(Page excerpt)
Our brand new Day
Jason Day has made a habit of overcoming adversity.
His latest battle with a chronic sinus infection is a mere dot on a tough map he has plotted to become Australia’s new golden boy on the US PGA Tour.
Day officially stamped himself on the international golf scene earlier this year when he took out the prestigious Byron Nelson Championship.
The win catapulted him up the rankings and earned him his biggest payday ever – $1.45 million, along with an exemption into next year’s US Masters.
But to say Day has come a long way since he first picked up a golf club as a three-year-old is perhaps the understatement of the year.
That, of course, was the day his father Alvin handed him a tattered three-wood he found buried at the local rubbish dump in Beaudesert.
Alvin threw the pre-loved stick at young Jason, stood him in front of a tennis ball and watched him take one almighty swing and smash it out of sight.
That was the exact moment his father declared his son would become a champion – but it was going to be anything but a smooth ride to superstardom.
Years of financial struggle followed with life becoming so tough for the Day family that Jason had to pay $5 to fill a bag full of clothes at St Vincent de Paul just to dress himself.
If that wasn’t a tough enough battle, Jason’s father passed away from cancer when he was just 11, leaving the youngster lost and troubled.
(End Page excerpt)
(Extracted information)
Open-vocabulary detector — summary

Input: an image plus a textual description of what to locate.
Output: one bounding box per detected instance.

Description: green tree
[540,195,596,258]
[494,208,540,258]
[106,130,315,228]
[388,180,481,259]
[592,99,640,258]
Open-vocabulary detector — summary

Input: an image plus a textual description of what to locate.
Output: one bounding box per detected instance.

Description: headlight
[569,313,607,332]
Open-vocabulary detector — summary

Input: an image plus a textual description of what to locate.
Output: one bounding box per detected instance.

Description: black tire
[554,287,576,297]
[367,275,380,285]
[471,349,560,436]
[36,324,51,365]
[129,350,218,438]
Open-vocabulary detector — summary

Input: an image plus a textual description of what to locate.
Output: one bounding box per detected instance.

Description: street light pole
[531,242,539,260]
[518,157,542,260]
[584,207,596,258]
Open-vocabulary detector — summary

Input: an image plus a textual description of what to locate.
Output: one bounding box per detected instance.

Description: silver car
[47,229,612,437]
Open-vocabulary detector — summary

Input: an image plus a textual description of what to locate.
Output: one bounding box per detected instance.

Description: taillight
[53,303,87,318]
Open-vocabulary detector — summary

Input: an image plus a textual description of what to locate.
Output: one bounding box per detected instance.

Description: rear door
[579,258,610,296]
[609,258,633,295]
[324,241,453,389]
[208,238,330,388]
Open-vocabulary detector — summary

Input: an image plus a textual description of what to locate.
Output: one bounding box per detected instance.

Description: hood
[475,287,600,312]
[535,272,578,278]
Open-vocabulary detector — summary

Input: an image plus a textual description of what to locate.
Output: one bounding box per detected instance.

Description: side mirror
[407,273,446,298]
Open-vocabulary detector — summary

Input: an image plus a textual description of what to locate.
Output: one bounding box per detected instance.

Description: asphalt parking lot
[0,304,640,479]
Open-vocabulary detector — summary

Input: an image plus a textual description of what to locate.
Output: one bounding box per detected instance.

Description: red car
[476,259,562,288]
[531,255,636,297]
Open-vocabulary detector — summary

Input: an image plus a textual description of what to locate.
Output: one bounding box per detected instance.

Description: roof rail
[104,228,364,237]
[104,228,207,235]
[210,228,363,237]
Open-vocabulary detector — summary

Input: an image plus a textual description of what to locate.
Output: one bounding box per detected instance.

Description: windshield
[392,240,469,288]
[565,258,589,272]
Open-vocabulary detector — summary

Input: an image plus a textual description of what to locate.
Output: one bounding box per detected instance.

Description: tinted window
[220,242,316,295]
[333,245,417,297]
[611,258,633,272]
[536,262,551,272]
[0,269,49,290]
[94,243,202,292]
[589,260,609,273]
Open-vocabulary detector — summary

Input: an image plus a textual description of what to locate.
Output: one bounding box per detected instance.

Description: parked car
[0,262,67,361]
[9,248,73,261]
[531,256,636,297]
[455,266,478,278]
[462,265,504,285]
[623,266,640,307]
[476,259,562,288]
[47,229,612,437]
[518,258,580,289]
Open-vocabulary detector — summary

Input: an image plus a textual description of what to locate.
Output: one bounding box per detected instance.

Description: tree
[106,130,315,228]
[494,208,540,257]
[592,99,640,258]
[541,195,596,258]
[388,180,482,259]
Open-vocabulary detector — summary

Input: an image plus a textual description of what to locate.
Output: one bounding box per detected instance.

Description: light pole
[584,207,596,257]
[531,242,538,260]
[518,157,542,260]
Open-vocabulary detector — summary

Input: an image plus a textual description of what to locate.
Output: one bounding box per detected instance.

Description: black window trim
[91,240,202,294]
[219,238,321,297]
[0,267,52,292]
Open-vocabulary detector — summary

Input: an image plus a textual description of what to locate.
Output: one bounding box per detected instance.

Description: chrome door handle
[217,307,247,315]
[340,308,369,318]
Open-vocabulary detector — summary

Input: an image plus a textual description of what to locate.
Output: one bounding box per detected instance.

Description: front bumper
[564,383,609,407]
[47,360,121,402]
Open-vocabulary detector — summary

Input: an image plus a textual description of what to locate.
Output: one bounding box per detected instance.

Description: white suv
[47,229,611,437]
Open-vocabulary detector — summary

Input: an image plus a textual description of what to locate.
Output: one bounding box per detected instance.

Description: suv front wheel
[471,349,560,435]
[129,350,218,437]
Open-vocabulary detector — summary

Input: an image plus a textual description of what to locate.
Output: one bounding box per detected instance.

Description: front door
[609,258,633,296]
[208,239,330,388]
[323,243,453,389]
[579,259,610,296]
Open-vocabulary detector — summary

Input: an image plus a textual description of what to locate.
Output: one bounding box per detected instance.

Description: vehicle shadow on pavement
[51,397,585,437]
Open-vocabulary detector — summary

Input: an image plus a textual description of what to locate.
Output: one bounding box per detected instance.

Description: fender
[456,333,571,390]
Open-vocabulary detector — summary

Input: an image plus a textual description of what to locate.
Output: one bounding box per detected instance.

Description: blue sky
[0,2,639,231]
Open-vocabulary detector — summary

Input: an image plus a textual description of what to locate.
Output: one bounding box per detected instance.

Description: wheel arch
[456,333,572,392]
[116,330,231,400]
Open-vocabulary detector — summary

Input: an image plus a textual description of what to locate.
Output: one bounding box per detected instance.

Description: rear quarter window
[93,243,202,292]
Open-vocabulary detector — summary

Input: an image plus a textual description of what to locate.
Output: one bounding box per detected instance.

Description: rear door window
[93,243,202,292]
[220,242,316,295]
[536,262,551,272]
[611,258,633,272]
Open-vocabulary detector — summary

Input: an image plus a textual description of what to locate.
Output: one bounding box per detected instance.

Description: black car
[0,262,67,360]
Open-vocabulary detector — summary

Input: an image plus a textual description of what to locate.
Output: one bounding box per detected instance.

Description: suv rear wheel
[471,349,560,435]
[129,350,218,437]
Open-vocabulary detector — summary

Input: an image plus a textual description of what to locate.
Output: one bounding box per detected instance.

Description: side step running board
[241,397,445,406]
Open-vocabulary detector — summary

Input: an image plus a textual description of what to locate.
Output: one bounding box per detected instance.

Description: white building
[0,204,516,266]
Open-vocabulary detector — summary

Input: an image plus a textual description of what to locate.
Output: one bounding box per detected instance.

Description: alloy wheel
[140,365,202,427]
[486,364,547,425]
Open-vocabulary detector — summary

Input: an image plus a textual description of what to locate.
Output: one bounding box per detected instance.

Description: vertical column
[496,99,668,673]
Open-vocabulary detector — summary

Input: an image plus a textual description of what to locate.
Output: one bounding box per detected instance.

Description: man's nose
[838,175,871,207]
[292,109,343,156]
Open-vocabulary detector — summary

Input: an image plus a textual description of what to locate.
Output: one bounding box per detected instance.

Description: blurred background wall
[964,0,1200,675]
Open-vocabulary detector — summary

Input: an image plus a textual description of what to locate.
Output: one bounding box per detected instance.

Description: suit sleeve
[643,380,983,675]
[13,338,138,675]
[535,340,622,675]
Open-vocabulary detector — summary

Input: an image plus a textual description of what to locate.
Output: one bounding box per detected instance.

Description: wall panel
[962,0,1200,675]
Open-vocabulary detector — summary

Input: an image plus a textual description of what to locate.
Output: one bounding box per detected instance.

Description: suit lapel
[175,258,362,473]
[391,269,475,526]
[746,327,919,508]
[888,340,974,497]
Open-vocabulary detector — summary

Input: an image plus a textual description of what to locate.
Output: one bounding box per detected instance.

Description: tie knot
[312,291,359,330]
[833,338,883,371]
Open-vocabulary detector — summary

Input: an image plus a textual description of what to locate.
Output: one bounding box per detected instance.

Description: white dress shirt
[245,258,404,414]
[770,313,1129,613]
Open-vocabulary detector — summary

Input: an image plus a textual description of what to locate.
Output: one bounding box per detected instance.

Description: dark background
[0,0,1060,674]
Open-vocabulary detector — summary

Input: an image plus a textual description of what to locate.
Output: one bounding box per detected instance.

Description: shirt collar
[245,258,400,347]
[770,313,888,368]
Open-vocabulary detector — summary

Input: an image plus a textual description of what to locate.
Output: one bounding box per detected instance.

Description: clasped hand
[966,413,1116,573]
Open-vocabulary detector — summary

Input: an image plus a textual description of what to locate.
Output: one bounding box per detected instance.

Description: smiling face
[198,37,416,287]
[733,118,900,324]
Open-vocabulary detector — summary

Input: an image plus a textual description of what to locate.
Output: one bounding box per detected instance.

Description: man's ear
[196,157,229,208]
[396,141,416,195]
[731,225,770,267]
(End Extracted information)
**What the task requires**
List every golf tour or tournament named in the article on Jason Day. Work only from the text about Jason Day.

**Result of the exercise**
US PGA Tour; Byron Nelson Championship; US Masters